*** TEXT EXCERPT ***

Summer sports prevail through Covid


Photo used with permission from Brady Weiss

Junior Brady Weiss gets ready for the pitch in a tournament on August 29th.

Although school athletics were cancelled several weeks into the spring, students were able to play for their club teams over the summer.

Junior Jack Mehler plays club baseball in the summer. “The high school season was cancelled, but it was great to still be able to play in the summer for Elite Baseball,” Mehler said.

Mehler is comfortable playing because of the safety protocols. “Before every game we have to fill out a form marking that we don’t have any symptoms. These safety precautions are very comforting,” Mehler said.

In baseball, the umpire was moved six feet behind the pitcher to allow for social distancing. We also had to wear masks at all times.”

— Jack Mehler

Baseball is considered low contact, which allowed games to be played earlier on than more physical sports. Because of Covid, rules had to be changed. “In baseball, the umpire was moved six feet behind the pitcher to allow for social distancing. We also had to wear masks at all times,” Mehler said.

Montgomery County has been cautious on their guidelines for sporting activities. Over the summer, players had to travel out of state to play. Sophomore Josh Erd traveled to play a baseball tournament in Georgia in June, where COVID guidelines were less restrictive for sports. “It was great to be able to play the game I love,” Erd said.

Basketball is different , because the sport is very physical. “My travel basketball season for the summer was cancelled because it is too dangerous to safely play the sport during the pandemic,” junior Caitlyn Kwan said.

In other states, basketball tournaments are happening. “My parents wouldn’t let me play in tournaments. My travel team has been having practices and we have been working on individual skills and other aspects of the game,” Kwan said.

The future remains uncertain for when basketball games will be played. “I don’t think basketball will be fully safe until there is an effective vaccine,” Kwan said.

The college recruiting process also has completely changed because of the virus. D1 schools have been on a “dead period” all summer, meaning they cannot go out to watch athletes play in person. Social media has been the primary source for recruitment. “We are able to show college coaches our skills through social media,” Kwan said.

*** End of TEXT EXCERPT ***

- **EXERCISES**
a) Copy the part of the summer sports article starting at "Summer sports prevail" and ending at "over the summer.", swapping "club teams" for "travel teams".
b) Answer these questions from the summer sports article:
(i) In which state did Josh Erd play a baseball tournament in June?
(ii) For which club does Jack Mehler play baseball in the summer?
(iii) How far behind the pitcher was the umpire moved?

*** RECORDS SHOWN ***

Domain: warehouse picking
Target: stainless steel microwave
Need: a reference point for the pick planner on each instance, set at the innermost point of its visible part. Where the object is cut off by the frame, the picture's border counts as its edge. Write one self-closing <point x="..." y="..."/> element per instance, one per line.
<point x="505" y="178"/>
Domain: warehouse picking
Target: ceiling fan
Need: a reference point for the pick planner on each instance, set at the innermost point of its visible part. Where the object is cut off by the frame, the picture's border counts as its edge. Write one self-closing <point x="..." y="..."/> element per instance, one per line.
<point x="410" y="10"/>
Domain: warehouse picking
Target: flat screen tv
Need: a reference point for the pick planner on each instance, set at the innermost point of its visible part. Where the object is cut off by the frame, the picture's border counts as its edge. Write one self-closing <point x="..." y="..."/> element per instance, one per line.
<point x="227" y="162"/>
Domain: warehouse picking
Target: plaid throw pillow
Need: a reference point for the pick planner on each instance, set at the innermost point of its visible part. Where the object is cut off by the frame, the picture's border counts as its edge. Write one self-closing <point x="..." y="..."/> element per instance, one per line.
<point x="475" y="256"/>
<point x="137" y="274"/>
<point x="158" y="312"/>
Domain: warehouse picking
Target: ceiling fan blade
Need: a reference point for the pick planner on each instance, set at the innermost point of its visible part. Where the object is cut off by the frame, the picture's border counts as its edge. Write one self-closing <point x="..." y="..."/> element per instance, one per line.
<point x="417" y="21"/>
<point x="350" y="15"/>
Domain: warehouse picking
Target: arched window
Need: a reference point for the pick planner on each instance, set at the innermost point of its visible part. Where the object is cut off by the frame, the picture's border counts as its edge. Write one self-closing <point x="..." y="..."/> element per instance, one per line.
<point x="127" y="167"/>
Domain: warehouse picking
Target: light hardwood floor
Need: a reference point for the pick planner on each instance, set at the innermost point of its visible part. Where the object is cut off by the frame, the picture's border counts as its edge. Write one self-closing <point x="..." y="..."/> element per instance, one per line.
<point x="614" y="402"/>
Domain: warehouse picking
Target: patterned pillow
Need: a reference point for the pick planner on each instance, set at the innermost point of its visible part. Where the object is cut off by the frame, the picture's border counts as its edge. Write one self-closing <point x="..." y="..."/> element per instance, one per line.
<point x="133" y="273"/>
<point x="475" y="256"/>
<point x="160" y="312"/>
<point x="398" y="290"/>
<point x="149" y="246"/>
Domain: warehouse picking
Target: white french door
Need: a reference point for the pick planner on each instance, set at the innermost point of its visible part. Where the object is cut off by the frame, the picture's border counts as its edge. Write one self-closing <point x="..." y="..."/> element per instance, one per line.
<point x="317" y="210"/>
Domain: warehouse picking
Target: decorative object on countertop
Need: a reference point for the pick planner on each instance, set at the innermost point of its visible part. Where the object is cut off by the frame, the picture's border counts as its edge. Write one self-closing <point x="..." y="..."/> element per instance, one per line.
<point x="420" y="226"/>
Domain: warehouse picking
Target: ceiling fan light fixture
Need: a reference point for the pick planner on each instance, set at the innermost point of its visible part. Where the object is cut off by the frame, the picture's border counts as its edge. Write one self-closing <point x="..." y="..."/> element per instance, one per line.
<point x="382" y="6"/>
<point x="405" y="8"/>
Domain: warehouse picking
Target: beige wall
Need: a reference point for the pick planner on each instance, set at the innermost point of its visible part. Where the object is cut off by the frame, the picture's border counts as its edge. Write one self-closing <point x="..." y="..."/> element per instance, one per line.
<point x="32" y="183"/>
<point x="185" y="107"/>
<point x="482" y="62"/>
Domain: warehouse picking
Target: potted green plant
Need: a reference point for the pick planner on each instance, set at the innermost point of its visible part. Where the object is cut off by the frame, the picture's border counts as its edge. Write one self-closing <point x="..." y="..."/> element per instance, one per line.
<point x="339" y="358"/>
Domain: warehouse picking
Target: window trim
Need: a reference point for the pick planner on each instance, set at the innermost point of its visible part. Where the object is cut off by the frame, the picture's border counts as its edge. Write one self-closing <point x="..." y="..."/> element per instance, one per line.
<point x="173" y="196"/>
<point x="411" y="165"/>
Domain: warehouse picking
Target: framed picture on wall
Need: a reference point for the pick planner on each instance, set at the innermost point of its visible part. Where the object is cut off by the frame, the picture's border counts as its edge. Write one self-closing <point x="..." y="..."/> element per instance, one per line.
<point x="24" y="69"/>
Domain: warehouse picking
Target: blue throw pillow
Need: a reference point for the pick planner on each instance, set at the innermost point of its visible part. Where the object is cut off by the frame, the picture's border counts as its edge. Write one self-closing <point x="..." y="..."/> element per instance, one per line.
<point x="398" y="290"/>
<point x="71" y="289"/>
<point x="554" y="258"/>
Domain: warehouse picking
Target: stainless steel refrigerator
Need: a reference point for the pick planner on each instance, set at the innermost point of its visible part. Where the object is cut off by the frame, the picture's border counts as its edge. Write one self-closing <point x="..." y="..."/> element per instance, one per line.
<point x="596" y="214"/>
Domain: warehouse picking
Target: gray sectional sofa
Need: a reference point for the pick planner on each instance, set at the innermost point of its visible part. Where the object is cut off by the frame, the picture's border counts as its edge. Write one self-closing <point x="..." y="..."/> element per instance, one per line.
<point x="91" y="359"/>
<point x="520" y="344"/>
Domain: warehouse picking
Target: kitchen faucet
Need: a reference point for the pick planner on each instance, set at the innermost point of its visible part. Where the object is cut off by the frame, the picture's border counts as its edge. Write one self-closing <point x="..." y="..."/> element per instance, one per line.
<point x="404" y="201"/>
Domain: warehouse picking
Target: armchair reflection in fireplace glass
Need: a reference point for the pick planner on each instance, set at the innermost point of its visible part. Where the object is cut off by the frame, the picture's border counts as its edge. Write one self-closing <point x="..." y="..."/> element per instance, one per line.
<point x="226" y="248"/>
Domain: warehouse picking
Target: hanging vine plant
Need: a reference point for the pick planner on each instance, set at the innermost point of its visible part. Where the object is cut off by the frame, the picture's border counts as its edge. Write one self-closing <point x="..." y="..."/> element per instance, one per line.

*** End of RECORDS SHOWN ***

- **RESPONSE LIST**
a)
Summer sports prevail through Covid


Photo used with permission from Brady Weiss

Junior Brady Weiss gets ready for the pitch in a tournament on August 29th.

Although school athletics were cancelled several weeks into the spring, students were able to play for their travel teams over the summer.

b)
(i) Georgia
(ii) Elite Baseball
(iii) Six feet